==== TESTO ESTRATTO ====

Ormai mi considerano sotto la loro ala, devono scendere a Bologna ma sono preoccupati per il mio viaggio solitario fino a Lecce. Lei mi saluta con calore, lui vuole il mio numero, io gli do il mio contatto di Facebook. Mi fido di lui, mi fido davvero, ma è pur sempre uno sconosciuto incontrato sul treno. Vuole che mi stenda lungo i sedili, mi copre alla bell’e meglio, chiude le porte scorrevoli e le tendine perché nessuno possa spiarmi. Rischia di perdere la fermata, gli faccio presente. Devo farmi sentire, mi dice senza smettere di sorridere.
E poi va via mandandomi un bacino, e io ho dimenticato il maniaco, i controllori e i ritardi e tutti i miei problemi da viziata, e sono pronta ad affrontare la nottata tragicomica che mi si para davanti con una prospettiva totalmente diversa.

Antropologia

Antropologia

Più che Lettere avrei dovuto studiare Antropologia, con questa mia mania di studiare il comportamento della gente che incontro. Mi piace la gente, mi affascina.

Finché non la conosco troppo la amo, davvero, amo anche quelli che manderei a fare in culo al primo sguardo, perché sono estremamente interessanti da osservare e molto spesso anche divertenti. Facciamo un riepilogo di chi ho incontrato fino ad ora.

==== DATI REGISTRATI ====

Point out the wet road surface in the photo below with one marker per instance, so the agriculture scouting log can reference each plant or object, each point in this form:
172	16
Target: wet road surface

====

> _DESCRIZIONE DEL COMPITO_: Nel testo estratto sul viaggio in treno, fino a quale città deve proseguire da sola la persona che racconta?

> _RISPOSTA COMPLETA_: Fino a Lecce.